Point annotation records
↓
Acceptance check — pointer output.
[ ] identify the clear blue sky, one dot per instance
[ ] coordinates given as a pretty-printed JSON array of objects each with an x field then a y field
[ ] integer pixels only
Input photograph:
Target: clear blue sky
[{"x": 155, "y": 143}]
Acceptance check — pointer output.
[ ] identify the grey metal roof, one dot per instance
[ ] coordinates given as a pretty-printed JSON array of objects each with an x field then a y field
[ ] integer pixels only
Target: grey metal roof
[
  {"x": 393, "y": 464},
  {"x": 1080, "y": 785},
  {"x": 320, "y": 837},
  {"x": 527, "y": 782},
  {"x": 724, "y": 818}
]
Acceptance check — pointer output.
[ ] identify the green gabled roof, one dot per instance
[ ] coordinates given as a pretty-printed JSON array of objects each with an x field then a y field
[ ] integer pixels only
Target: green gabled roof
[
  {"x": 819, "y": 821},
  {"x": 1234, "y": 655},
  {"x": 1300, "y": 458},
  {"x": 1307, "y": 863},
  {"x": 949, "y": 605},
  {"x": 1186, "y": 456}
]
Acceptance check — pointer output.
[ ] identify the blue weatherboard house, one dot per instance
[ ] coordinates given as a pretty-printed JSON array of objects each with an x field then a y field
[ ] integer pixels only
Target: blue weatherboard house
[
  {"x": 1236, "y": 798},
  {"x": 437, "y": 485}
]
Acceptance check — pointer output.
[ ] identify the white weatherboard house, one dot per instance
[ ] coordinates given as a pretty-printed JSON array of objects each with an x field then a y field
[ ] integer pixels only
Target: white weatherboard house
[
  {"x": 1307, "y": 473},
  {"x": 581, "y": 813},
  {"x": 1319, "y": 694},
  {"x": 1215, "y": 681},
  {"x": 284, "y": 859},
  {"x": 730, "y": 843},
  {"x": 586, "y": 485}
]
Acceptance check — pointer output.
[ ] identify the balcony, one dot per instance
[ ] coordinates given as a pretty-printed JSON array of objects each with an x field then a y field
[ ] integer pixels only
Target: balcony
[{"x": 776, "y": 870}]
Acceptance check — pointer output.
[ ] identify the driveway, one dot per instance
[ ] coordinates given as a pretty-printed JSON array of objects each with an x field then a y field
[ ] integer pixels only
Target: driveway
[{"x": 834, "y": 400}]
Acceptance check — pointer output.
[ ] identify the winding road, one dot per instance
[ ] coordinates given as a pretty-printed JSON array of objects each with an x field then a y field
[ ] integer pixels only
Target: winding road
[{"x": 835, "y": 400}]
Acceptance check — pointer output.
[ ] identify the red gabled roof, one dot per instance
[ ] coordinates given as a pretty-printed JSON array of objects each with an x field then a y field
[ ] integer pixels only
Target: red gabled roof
↑
◆ Stated problem: All of the records must be retyped exactly as they are.

◆ Solution to this problem:
Acceptance check — pointer output.
[ ] identify the clear blue sky, one dot per instance
[ ] coordinates given as a pretty-printed JSON array of objects each with an x field then a y field
[ ] integer pixels only
Input photograph:
Target: clear blue sky
[{"x": 155, "y": 143}]
Acceptance check — pointer output.
[ ] identify the grey metal roof, one dot per instance
[ ] coordinates given as a pretty-printed JSON array of objects each with an x field then a y field
[ ] integer pixels only
Target: grey metal roof
[
  {"x": 393, "y": 464},
  {"x": 1080, "y": 785},
  {"x": 320, "y": 837},
  {"x": 527, "y": 782},
  {"x": 724, "y": 818}
]
Acceptance check — pointer output.
[ ] identify the green gabled roof, one dot per instance
[ ] coordinates given as a pretty-printed JSON array of objects each with an x field then a y field
[ ] integer pixels only
Target: green gabled roof
[
  {"x": 819, "y": 821},
  {"x": 1234, "y": 655},
  {"x": 1300, "y": 458},
  {"x": 1307, "y": 863},
  {"x": 949, "y": 605},
  {"x": 1186, "y": 456}
]
Acceptance check — pointer output.
[ ] identify the blue weatherboard house, one dot per instance
[ ] coordinates given as a pretty-printed JSON array of objects each with an x field then a y field
[ ] integer pixels only
Target: blue weatherboard house
[
  {"x": 1236, "y": 798},
  {"x": 437, "y": 485}
]
Acceptance check — pointer output.
[ ] identify the white weatherboard house, one dot per instance
[ ] coordinates given as a pretty-printed JSON array of objects each with an x field then a y field
[ ] integer pixels only
Target: white weatherboard house
[
  {"x": 1307, "y": 473},
  {"x": 581, "y": 813},
  {"x": 1319, "y": 694},
  {"x": 1215, "y": 681},
  {"x": 284, "y": 859},
  {"x": 730, "y": 843},
  {"x": 586, "y": 485}
]
Acceptance check — pointer output.
[ ] identify the balcony, one dot per instance
[ ] coordinates given as a pretty-printed JSON array of objects each with an x field then a y field
[ ] integer pixels only
Target: balcony
[{"x": 776, "y": 870}]
Acceptance check — pointer output.
[ ] identify the driveway, one dot per instance
[ ] coordinates given as a pretty-printed JSON array of objects each with an x field then a y field
[ ] integer pixels only
Target: driveway
[{"x": 834, "y": 400}]
Acceptance check — pointer output.
[ ] identify the winding road, one dot per instance
[ ] coordinates given as a pretty-printed JSON array of objects each with an x field then a y field
[ ] integer pixels only
Target: winding road
[{"x": 835, "y": 400}]
Acceptance check — pointer output.
[ ] identify the red gabled roof, one dot per instance
[ ] coordinates given as a pretty-printed JSON array of objects each with an x field then a y field
[ ] integer pixels only
Target: red gabled roof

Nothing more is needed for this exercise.